EXERCISE GOAL: Within the listing below, the lines containing "ponytail" are to be counted. Give the number only.

GIVEN ENTRIES:
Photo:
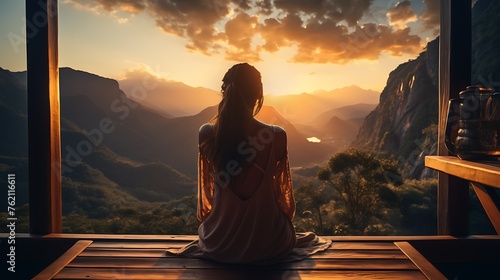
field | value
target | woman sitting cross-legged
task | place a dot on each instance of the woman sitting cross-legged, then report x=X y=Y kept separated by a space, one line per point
x=245 y=196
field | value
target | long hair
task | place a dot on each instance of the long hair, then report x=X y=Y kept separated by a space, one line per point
x=242 y=97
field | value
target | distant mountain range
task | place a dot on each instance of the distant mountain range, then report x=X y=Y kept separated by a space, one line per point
x=144 y=154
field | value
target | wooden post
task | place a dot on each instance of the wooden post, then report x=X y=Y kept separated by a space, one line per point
x=45 y=195
x=454 y=76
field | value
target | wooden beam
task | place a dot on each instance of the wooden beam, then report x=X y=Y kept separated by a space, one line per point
x=484 y=173
x=50 y=271
x=491 y=203
x=429 y=270
x=454 y=76
x=43 y=117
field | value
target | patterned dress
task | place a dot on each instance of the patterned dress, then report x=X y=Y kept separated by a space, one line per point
x=254 y=230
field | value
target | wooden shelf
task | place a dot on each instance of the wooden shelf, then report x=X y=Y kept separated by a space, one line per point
x=486 y=173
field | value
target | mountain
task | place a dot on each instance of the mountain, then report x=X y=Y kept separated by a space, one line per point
x=158 y=94
x=356 y=111
x=108 y=138
x=304 y=108
x=408 y=105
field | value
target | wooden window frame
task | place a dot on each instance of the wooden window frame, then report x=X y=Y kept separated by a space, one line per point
x=45 y=188
x=44 y=133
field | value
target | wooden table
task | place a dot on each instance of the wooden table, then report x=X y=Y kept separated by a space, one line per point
x=483 y=176
x=146 y=259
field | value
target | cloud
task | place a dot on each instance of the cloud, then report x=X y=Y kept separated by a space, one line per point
x=431 y=15
x=401 y=14
x=321 y=31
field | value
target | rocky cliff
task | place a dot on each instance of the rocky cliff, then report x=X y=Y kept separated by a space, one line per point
x=402 y=123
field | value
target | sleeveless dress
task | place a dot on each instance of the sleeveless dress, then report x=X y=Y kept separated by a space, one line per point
x=255 y=230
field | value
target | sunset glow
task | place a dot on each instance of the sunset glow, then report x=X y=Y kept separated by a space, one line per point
x=299 y=46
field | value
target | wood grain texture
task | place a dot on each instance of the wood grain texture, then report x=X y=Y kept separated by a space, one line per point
x=490 y=202
x=251 y=274
x=63 y=260
x=429 y=270
x=147 y=260
x=479 y=172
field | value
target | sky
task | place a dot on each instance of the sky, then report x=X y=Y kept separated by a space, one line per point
x=297 y=45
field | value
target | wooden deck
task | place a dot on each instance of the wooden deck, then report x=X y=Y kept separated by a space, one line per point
x=143 y=259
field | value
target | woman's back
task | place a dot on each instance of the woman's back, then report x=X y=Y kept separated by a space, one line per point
x=246 y=223
x=245 y=196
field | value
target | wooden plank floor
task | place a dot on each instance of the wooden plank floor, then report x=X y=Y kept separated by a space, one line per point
x=147 y=260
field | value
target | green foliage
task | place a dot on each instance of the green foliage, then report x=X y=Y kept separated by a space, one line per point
x=360 y=184
x=360 y=194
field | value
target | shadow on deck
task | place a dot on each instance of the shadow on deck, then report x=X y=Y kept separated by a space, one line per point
x=64 y=256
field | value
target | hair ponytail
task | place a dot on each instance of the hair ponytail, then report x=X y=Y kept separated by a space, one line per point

ANSWER FOR THE TASK: 2